#### Task brief
Copy out the records below unchanged, starting with the line containing "Regulatory review: the front bumper" and going on through the end of the records. Leave the pictures out.

═══ Material to process ═══

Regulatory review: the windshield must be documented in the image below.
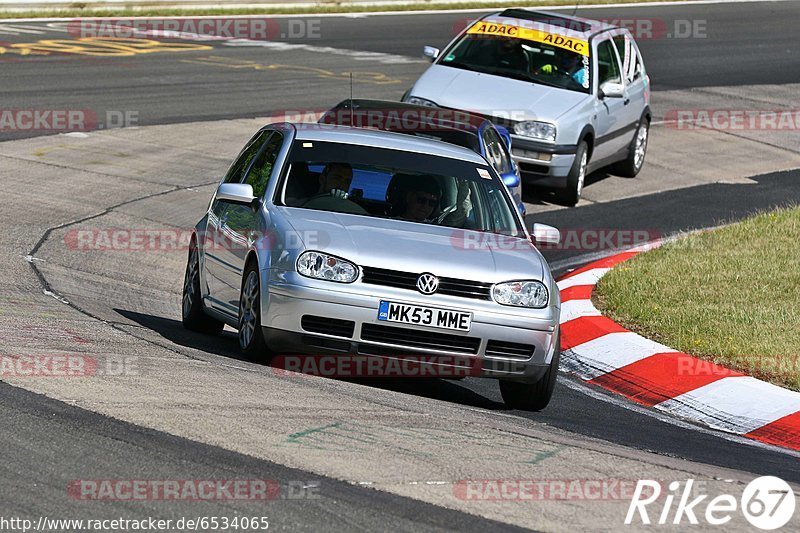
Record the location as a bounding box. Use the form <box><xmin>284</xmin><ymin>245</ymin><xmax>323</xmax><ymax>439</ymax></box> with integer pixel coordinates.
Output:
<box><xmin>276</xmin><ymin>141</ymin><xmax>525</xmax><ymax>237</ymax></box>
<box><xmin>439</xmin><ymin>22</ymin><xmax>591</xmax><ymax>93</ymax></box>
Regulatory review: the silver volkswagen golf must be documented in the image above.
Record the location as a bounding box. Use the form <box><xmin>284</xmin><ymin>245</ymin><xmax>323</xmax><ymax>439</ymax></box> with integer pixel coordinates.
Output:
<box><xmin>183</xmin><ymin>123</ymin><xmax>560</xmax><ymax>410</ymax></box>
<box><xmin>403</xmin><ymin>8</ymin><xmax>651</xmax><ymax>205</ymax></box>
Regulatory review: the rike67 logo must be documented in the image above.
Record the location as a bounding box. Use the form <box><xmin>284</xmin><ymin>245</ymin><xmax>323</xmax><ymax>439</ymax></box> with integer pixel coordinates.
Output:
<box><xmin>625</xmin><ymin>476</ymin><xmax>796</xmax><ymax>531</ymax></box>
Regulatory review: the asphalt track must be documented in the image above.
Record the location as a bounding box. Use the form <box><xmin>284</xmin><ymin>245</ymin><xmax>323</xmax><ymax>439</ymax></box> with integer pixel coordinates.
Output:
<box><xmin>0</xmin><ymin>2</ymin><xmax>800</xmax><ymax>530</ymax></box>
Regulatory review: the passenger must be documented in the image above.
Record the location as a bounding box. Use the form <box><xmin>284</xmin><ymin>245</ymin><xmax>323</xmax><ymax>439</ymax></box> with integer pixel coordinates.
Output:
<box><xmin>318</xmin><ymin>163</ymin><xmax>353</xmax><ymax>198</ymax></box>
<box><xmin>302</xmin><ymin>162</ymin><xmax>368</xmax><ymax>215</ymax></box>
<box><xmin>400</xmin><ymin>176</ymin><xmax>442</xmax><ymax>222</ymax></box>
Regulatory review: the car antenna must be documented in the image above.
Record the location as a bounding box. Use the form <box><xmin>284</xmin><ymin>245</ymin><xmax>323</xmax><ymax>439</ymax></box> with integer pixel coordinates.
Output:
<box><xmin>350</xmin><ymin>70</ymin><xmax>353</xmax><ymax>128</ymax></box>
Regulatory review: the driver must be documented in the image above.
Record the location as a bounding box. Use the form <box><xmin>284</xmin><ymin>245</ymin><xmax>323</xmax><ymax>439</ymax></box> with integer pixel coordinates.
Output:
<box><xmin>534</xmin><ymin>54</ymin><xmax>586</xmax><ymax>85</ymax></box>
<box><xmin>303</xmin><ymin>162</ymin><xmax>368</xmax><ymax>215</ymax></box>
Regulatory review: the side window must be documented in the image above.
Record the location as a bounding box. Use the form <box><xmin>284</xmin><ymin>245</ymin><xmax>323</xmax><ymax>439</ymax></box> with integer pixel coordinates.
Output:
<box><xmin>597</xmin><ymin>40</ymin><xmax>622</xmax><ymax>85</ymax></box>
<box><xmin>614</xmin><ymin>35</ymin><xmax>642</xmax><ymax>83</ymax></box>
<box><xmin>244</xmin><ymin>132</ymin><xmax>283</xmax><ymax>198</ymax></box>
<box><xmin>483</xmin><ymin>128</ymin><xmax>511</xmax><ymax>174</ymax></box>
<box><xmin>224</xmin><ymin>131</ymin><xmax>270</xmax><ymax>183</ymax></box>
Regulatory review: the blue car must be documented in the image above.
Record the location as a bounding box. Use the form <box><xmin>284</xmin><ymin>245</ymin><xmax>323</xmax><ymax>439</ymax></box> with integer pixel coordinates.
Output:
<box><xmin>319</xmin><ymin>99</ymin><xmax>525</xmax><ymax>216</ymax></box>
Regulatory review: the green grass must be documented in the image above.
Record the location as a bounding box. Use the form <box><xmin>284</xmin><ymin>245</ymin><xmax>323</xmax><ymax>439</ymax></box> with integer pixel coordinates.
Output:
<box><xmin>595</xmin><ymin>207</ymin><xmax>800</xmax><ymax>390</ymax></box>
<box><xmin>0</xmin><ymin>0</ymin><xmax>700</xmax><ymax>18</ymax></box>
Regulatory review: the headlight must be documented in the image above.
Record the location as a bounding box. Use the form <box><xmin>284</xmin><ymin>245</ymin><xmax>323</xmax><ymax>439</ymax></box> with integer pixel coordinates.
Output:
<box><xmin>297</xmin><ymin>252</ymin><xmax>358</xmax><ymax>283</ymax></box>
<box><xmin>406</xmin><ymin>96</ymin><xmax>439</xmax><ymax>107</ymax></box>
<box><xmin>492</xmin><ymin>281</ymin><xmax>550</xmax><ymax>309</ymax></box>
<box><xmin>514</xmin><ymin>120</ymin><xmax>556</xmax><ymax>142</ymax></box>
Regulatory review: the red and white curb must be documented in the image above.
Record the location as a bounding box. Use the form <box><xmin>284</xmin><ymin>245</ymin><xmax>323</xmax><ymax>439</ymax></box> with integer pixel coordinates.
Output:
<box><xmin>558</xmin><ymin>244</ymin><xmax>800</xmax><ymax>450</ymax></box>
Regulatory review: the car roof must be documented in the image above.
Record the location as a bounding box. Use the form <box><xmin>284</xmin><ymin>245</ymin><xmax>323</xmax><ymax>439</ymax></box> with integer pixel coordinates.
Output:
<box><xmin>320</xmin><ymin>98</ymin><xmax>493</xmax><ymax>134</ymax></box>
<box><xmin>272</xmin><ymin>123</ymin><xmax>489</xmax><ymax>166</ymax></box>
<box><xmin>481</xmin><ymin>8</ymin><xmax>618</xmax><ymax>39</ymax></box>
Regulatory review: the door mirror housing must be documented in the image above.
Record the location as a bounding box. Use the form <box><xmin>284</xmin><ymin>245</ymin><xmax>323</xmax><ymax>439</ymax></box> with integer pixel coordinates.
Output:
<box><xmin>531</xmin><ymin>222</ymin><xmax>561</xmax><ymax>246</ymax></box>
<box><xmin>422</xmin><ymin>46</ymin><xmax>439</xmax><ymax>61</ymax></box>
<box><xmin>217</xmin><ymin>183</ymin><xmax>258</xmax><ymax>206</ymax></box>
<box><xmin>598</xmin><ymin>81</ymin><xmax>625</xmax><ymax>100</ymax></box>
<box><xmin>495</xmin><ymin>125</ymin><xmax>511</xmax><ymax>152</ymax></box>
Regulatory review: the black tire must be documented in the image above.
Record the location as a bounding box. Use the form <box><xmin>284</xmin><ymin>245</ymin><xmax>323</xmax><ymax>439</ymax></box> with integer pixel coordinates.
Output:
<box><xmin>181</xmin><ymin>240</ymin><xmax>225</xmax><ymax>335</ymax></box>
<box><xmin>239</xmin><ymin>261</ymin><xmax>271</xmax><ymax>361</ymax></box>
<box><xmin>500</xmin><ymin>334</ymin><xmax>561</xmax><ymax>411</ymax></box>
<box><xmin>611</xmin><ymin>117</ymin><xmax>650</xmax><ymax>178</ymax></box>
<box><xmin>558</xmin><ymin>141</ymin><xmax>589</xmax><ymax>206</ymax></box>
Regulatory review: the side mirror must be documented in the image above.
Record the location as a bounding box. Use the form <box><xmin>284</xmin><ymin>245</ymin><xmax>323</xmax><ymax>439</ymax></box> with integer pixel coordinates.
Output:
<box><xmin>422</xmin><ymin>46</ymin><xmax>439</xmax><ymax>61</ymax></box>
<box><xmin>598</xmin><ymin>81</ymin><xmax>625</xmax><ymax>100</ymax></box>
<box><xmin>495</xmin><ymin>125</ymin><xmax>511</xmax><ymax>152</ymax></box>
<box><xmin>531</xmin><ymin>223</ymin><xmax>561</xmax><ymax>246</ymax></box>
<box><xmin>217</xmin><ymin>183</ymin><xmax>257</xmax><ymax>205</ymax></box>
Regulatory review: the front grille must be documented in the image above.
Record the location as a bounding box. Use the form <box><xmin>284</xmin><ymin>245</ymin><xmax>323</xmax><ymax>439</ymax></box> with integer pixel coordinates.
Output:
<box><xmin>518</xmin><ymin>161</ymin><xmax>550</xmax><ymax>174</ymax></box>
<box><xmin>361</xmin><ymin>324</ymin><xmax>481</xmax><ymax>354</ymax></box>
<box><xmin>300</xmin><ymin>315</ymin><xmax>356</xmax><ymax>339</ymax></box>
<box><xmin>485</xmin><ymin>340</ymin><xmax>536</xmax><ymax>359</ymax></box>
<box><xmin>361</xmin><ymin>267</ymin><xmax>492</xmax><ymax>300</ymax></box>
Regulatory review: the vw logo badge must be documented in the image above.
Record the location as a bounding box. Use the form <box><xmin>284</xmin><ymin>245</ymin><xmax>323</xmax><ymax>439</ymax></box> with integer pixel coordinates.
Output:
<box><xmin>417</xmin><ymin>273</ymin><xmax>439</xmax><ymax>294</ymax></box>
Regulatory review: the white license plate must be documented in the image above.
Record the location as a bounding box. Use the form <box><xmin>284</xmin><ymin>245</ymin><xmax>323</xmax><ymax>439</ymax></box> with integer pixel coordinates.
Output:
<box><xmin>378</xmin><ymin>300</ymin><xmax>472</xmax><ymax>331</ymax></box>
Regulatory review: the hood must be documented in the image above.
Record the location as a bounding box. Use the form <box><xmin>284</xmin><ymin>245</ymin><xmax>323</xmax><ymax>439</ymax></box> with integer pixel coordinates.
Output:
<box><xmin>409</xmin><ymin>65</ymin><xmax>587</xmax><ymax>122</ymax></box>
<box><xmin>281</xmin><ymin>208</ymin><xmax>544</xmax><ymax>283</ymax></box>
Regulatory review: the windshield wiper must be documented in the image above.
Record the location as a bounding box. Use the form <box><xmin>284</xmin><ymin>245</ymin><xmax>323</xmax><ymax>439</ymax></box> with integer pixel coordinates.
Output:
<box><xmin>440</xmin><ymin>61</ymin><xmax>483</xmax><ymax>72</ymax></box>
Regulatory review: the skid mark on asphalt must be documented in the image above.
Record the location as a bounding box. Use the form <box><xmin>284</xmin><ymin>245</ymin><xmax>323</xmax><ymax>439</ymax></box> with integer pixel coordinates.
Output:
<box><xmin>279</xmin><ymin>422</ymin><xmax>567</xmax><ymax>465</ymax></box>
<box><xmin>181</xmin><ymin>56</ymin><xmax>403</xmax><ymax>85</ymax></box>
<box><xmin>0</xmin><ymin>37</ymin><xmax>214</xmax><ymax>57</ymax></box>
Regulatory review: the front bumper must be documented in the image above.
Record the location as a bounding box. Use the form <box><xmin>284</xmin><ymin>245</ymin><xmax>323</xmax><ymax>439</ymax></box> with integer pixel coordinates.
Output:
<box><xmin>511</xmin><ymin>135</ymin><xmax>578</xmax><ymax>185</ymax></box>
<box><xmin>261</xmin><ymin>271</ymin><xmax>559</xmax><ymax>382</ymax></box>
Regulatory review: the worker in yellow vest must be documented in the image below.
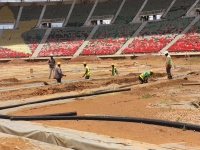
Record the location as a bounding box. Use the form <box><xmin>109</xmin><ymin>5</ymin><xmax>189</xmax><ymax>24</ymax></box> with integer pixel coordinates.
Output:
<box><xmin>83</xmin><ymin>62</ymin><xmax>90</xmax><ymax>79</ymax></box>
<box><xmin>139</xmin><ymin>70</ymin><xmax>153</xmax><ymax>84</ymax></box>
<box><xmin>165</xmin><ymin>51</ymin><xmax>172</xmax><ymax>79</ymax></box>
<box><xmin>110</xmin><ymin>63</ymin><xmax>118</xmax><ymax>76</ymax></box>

═══

#### Output below
Regulatory review: the front bumper must be documented in the image above.
Record the location as a bounding box. Use the form <box><xmin>284</xmin><ymin>245</ymin><xmax>323</xmax><ymax>439</ymax></box> with integer pixel coordinates.
Output:
<box><xmin>511</xmin><ymin>135</ymin><xmax>578</xmax><ymax>185</ymax></box>
<box><xmin>261</xmin><ymin>271</ymin><xmax>559</xmax><ymax>382</ymax></box>
Regulatory review: the worker in yellow vest must be documented in the image below.
Record the location as a bounding box. Use the form <box><xmin>109</xmin><ymin>5</ymin><xmax>189</xmax><ymax>24</ymax></box> with integer pixel coordinates.
Output:
<box><xmin>83</xmin><ymin>62</ymin><xmax>90</xmax><ymax>79</ymax></box>
<box><xmin>139</xmin><ymin>70</ymin><xmax>153</xmax><ymax>84</ymax></box>
<box><xmin>165</xmin><ymin>51</ymin><xmax>172</xmax><ymax>79</ymax></box>
<box><xmin>110</xmin><ymin>63</ymin><xmax>118</xmax><ymax>76</ymax></box>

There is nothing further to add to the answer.